Selected excerpt
Nutritional information is included at the bottom of this recipe.
Bulgur wheat is a versatile and healthy way to get in your whole grains. Bulgur is a type of dried, cracked wheat, often used in European and Middle Eastern dishes, such as tabbouleh. The thing I like most about bulgur is its chewy, nutty texture.
My favorite bulgur recipe is a simple but delicious Armenian dish called metch. It’s also known as eetch, itch or etch. It’s got very few ingredients, and because bulgur is par boiled before it’s dried and sold for retail, you don’t even have to cook it! You just let it sit in hot water for about 20 minutes or so before mixing it with your other ingredients.
Be sure not to confuse bulgur wheat with regular cracked wheat. Regular cracked wheat is not precooked and would require different preparation.
Metch/Eetch/Itch/Etch – bulgur recipe
Here is a simple bulgur recipe for metch without any added fat/oil. The one thing to keep in mind when shopping for bulgur is that it comes in different sizes, some more coarse or more fine than others. The size is differentiated by number. For our recipe you’ll be using bulgur no 2. You can usually find it in a supermarket’s grain or bulk aisle. It’s also available online.
1 cup dry bulgur (no. 2)
2 cups hot water
1/2 large sweet onion, chopped
Juice of 1 large lemon
1 tablespoon hot red pepper paste/sauce
2 tablespoons tomato paste
1 yellow or red bell pepper chopped (optional)
1/4 cup chopped parsley (optional)

Data below

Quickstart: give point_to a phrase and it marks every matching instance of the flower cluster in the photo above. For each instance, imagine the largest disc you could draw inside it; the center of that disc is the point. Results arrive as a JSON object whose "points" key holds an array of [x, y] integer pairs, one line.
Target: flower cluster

What this exercise asks
1 - Write out the part of the bulgur recipe that opens with the words containing "Metch/Eetch/Itch/Etch – bulgur" and closes with "pepper chopped (optional)".
2 - In the bulgur recipe, what size of bulgur does the metch call for?
3 - Carry on the bulgur recipe from the point where it stops.

Solved tasks
1 -
Metch/Eetch/Itch/Etch – bulgur recipe
Here is a simple bulgur recipe for metch without any added fat/oil. The one thing to keep in mind when shopping for bulgur is that it comes in different sizes, some more coarse or more fine than others. The size is differentiated by number. For our recipe you’ll be using bulgur no 2. You can usually find it in a supermarket’s grain or bulk aisle. It’s also available online.
1 cup dry bulgur (no. 2)
2 cups hot water
1/2 large sweet onion, chopped
Juice of 1 large lemon
1 tablespoon hot red pepper paste/sauce
2 tablespoons tomato paste
1 yellow or red bell pepper chopped (optional)

2 - Bulgur no. 2.

3 -
Okay, here’s how easy it is; let the bulgur soak in hot water for about 20 minutes, or until it absorbs the water and plumps up. You can use cooler water but you will have to soak the bulgur longer.
After the bulgur is prepped, drain excess water, add the rest of the ingredients, and mix well.
That’s about it! It’s pretty much ready! If you’re like me, you won’t want to wait and you’ll eat it right away. And you certainly can do that! But I’ve noticed the more I let the ingredients meld with each other the better it tastes.
Also, the texture is often nicer when it has chilled in the fridge for a few hours. It’s one of those dishes that’s even better the next day. I often serve it with a side of mixed greens.
This bulgur recipe is flexible since you can modify the ingredients and their measurements to suit your taste. For instance, I’m inclined to add more lemon and more hot pepper sauce for extra zing, but some people might prefer their metch on the milder side.
And, as mentioned in the ingredients list, for an option you can add some chopped bell pepper, preferably red or yellow. Chopped parsley goes nicely as well. Some people even like to add chopped scallion. For myself I prefer it the simple way as described above.
If you can’t find an Armenian variety of hot pepper sauce or paste, sriracha or sambal oelek chili paste will do the trick:
These can be found in the Asian food section of traditional supermarkets, or online.
But one hot sauce that brought metch to a whole new level for me was one I found in a pop-up market in Brooklyn, NY. It’s a hot bourbon blend from Tamerlaine Farm in New Jersey.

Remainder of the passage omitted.